### Excerpted text
%%

I participated in an exercise early in November 2007 to prepare the civil society document on India’s human rights situation to be presented to the United Nations Human Rights Council. The council, which will report directly to the UN General Assembly, recently replaced the old and toothless UN Commission on Human Rights. India [was] in the first batch of countries whose records [would] be examined by fellow UN members in what is called a Universal Periodic Review (UPR) [that was] held in April 2008. As India will come up for review again in distant 2012, the human rights groups were keen to pack as much as they could in the five pages permitted them, owing to time constraints, by the UN secretariat. The UN, as a body of governments, of course allows both more time and space to the states to make their submissions, counter civil society allegations or otherwise explain away in the name of defence and security all that has been imputed to them.

The civil society report to the UPR meeting makes for a depressing document. Gender, labour, tribals, religious minorities, displacement, impunity – you name the issue and India has much of which it needs to be ashamed. Marginalised people have not been given the protection they deserve. The state and its brutal agencies have gone scot-free, not just in Gujarat and in special economic zones such as Nandigram in Bengal, the anti-MNC movements in Orissa, Maharashtra, Kashmir and Nagaland, Punjab and Orissa.

India’s 10 per cent growth is not reflected on the ground. The growth of its middle class apparently has been at the cost of the hidden multitudes below the poverty line. The ideological inclinations of parties such as the BJP, the political label of the hypernationalist Hindutva group, Rashtriya Swayamsevak Sangh (RSS), which ruled the nation for six years and continues to rule a third of the country’s states, have in fact taken state impunity and hostility to new depths.

The church in India, of course, has to introspect and realise if they have stood up to be counted in the struggle for human dignity and constitutional rights. Or if they have been satisfied with whatever development efforts they have contributed to in programmes heavily funded by western church contributions routed through the so-called Foreign Contribution (Regulation) Act which the government effectively uses to monitor and put the squeeze on Christian religious groups as much as national human rights activists and NGOs. Articulation and empowerment remain matters on which the church can be interrogated.

But bigger threats lurk in the shadows of small towns and the vast rural landscape on three issues that are critical to the health and indeed future of the Christian community in India, today a tiny 2.3 per cent of the 1.20 billion population and really visible in a handful of states in small, defined areas. The first is the matter of restoring affirmative action given in the Constitution to the former untouchable communities, called scheduled castes, and denied only to those sections who, or whose parents, converted to Christianity and Islam. There is no official census data but Christians from the former untouchable castes constitute a full 60 per cent or so of the 26 million Christians in India, concentrated in Gujarat, Maharashtra, Tamil Nadu, Andhra Pradesh, Punjab and Orissa. The second issue is the proliferation of the so-called Freedom of Religion bills in both BJP and Congress ruled states. The third is the matter of economic and development deprivation of Christians, especially the rural landless, tribals without scheduled tribes’ rights and Dalits.

%%

### Exercises to complete
1. Reproduce verbatim the passage on India's human rights review from "India’s 10 per" up to and including "to new depths.".
2. According to the passage on India's human rights review, in which states are the Christians in India concentrated? List every state it names.

### Recorded information
%%

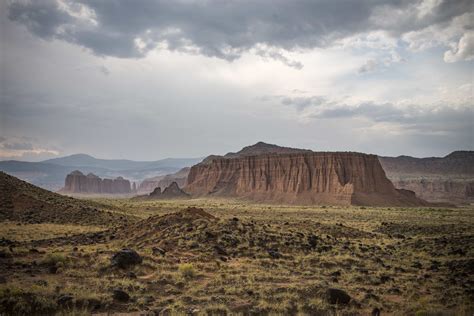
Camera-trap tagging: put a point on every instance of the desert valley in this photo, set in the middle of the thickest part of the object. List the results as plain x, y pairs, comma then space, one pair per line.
265, 230
220, 158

%%

### In response
1.
India’s 10 per cent growth is not reflected on the ground. The growth of its middle class apparently has been at the cost of the hidden multitudes below the poverty line. The ideological inclinations of parties such as the BJP, the political label of the hypernationalist Hindutva group, Rashtriya Swayamsevak Sangh (RSS), which ruled the nation for six years and continues to rule a third of the country’s states, have in fact taken state impunity and hostility to new depths.

2. Gujarat, Maharashtra, Tamil Nadu, Andhra Pradesh, Punjab, Orissa